▶ **WRITTEN REQUEST**
Return, word for word, every line that follows.

▶ **INPUT RECORDS**

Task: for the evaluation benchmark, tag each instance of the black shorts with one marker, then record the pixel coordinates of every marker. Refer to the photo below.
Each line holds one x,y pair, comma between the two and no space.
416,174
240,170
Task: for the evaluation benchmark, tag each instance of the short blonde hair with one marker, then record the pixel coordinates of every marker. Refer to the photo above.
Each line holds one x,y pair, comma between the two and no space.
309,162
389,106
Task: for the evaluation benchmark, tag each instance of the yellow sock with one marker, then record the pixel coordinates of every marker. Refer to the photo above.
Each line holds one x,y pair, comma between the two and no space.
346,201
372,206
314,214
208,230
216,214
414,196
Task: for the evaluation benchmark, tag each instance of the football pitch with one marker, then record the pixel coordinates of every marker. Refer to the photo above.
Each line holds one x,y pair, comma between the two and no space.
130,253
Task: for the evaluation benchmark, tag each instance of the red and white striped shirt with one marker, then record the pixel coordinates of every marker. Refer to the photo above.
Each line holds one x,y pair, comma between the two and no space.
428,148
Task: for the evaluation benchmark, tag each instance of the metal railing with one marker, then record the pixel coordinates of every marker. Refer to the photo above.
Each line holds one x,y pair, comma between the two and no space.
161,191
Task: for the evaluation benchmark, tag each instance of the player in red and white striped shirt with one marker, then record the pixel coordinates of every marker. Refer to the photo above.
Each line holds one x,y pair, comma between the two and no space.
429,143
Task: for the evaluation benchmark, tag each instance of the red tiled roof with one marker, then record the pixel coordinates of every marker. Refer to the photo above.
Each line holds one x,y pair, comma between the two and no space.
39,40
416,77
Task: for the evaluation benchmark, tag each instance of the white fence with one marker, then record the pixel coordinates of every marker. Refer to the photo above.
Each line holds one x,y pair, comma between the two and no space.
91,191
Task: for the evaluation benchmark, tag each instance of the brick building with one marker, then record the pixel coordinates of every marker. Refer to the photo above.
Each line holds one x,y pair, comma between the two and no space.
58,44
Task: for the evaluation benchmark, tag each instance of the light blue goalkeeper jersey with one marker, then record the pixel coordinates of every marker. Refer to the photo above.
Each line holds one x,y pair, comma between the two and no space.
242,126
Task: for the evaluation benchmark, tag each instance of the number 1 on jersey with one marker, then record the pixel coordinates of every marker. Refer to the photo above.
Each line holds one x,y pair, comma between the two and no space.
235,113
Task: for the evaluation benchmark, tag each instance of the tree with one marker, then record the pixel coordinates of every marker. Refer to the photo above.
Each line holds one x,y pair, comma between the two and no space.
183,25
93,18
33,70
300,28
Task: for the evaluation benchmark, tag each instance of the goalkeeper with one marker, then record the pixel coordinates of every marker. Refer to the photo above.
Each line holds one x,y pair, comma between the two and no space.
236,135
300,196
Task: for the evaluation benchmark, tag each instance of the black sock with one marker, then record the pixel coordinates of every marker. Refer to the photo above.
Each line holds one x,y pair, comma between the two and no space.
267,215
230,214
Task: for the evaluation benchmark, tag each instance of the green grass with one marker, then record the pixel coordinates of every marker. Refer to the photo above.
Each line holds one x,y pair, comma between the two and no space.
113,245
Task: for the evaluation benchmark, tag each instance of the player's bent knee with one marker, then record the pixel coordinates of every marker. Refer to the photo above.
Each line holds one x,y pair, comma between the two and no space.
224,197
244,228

▶ **EXPECTED ANSWER**
Task: for the evaluation benchmark, tag each instance of the black shorts with one marker, then record the pixel coordinates of every marker. Refer to the photo below.
Each line holds one x,y pair, comma between the two and no space.
416,174
240,170
Task: for the evaluation benchmark, tag each instance of the short blonde hair with one marker, then record the pixel coordinates of every marker. Refer to the photo above.
Each line holds one x,y pair, comma between the two and no space.
309,162
389,106
Task: for the evaluation benchmark, tag each instance of the yellow sock with one marker, then record the pixel coordinates of every marker. Refer to the photo above.
Each line holds one x,y pair, comma between the two and no space.
346,201
372,206
314,214
208,230
216,214
414,196
Task: for the evaluation benchmark, tag each instance of the football pitch with one marker, then record the pixel coordinates of every marker. Refer to the photo above.
Each line holds one x,y pair, comma between the two and no space.
130,253
Task: for the evaluation benchmark, tag each instance of the red and white striped shirt with one marker, then record the pixel coordinates of every marker. Refer to the photo above.
Each line holds one x,y pair, comma between the two and no space.
428,148
Task: for the evaluation benchmark, tag each instance of the metal railing with one marker, then record the pixel coordinates of every marker. Refer to the photo above.
Each line holds one x,y pair, comma between the two and no space.
161,191
Task: for the evaluation benchmark, tag each instance of the player in red and white striped shirt with one marker, then record the pixel coordinates of every marker. Refer to the photo above.
Each line holds one x,y pair, comma between the two and no space.
429,143
Task: for the evaluation benchmark, tag each instance of the red tiled roof with one marker, then record the pixel coordinates of every marker. Refer to the photo above.
Each line holds one x,y pair, comma between the two and no space.
39,40
416,77
Task: for the evaluation benchmark, tag each instance of the white fence with one marker, then record the pixel coordinates of every marker. Refer to the photo above.
Each line holds one x,y pair, comma between the two and no space.
91,191
Task: for the evaluation benchmark, tag each instance of the brick building with one marker, then record the pixel coordinates of every marker. Refer to the photo above.
Each line holds one x,y pair, comma between the two and no space.
58,44
Task: for the evaluation benchmark, tag each instance of the light blue goalkeeper jersey with one marker, then record the pixel coordinates of every marker. Refer to the photo above.
Each line holds one x,y pair, comma between the two and no space.
242,126
Task: for the evaluation benchmark, tag each instance of the number 1 on jersey with one marker, then record the pixel coordinates of every marker. Refer to the photo above.
Each line holds one x,y pair, comma between the two and no space.
235,113
Task: for the evaluation benchmark, tag each instance of the tree with one marker, then record the pixel coordinates of every marker. Refer to the photo above.
Each line holds one x,y pair, comma between the two and no space.
183,25
93,18
33,70
300,28
Task: for the evaluation benchmark, tag each instance of the goalkeeper with one marker, then record the pixel coordinates of every marker. Refer to the photo above.
Each line holds one x,y pair, comma between the two and no space.
236,135
300,196
Task: for the evaluation benchmark, tag each instance of the black sock with one marker, then record the pixel coordinates of every marker. Refer to the photo above.
Each line holds one x,y pair, comma between the two and no space.
267,215
230,214
Task: for the evaluation benchmark, tag each instance of the green grass with one marker, then record the pixel coordinates of every marker. Refer to the photo above.
Each line holds one x,y pair, comma between the two and no space.
113,245
Task: for the evaluation benchmark, tag each instance of the player's bent knee with one marker, then record the pixel coordinates of every marker. Refer to the photo above.
Each line holds one x,y pair, comma between the two and no space.
224,197
244,228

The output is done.